[Document segment Boundary: Start]

Recent deaths usually caused too much sadness, so according to Bininj’s custom, the death’s names cannot be spoken and the photographs of them cannot be seen for at least a year. Those people who passed away will be given new names replacing their actual names. Bininj hunt according to what is seasonally available in their areas. We saw different types of hunting weapons displayed at the exhibition; each serves specific purpose in hunting. Buffalo hunting is very common among Aboriginal people since buffalos can damage land and food resources. When buffalo became scarce, they started to hunt for crocodiles and dingoes.
Pandanus trees (An-yakngarra) are used for tucker, medicines, weaving fibers, and fuel for cooking. The tender parts of the leaves are good to eat. They can be crushed up and mixed into a paste to be applied to bruises, sores, or swelling areas. Aboriginal people commonly use fire (Gunak) to take care of their country. The bark from melaleuca or paperbark tree is used to wrap old people when they die. Aboriginal people tend to reside under rocks for shelter, so we usually find rock arts in those areas that are comfortable enough to be a shelter and home.
Nourlangie Rock locates between Jabiru and Cooinda in the Kakadu National Park, and it is about 3 hours drive from Darwin. It was a 1.5 km loop walk that took us through ancient Aboriginal shelters and their life stories embedded in the outstanding rock arts as if they were canvases.

[Document segment Boundary: End]
[Listed entries Boundary: Start]

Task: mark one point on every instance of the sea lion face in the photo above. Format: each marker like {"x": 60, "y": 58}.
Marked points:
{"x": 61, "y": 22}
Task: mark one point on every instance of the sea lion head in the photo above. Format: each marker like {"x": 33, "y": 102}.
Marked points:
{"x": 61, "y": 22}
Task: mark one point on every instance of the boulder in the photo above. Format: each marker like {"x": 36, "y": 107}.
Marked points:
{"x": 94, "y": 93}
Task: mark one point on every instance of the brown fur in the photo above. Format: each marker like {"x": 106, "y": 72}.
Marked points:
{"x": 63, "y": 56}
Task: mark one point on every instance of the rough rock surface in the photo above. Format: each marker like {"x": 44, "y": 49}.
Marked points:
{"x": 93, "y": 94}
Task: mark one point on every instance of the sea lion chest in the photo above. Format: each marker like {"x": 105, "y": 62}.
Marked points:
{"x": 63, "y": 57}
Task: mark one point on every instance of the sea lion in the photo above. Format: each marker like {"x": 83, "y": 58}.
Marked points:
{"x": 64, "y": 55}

[Listed entries Boundary: End]

Parts of the exercise:
- A) List every use of pandanus trees that the Kakadu passage names.
- B) According to the Kakadu passage, how long is the drive from Darwin to Nourlangie Rock?
- C) Copy out the stretch of the Kakadu passage from "Pandanus trees (An-yakngarra)" through "they were canvases.".
Rely only on the Kakadu passage, not on the data.

Response list:
- A)
- Tucker
- Medicines
- Weaving fibers
- Fuel for cooking

- B) It is about 3 hours.

- C)
Pandanus trees (An-yakngarra) are used for tucker, medicines, weaving fibers, and fuel for cooking. The tender parts of the leaves are good to eat. They can be crushed up and mixed into a paste to be applied to bruises, sores, or swelling areas. Aboriginal people commonly use fire (Gunak) to take care of their country. The bark from melaleuca or paperbark tree is used to wrap old people when they die. Aboriginal people tend to reside under rocks for shelter, so we usually find rock arts in those areas that are comfortable enough to be a shelter and home.
Nourlangie Rock locates between Jabiru and Cooinda in the Kakadu National Park, and it is about 3 hours drive from Darwin. It was a 1.5 km loop walk that took us through ancient Aboriginal shelters and their life stories embedded in the outstanding rock arts as if they were canvases.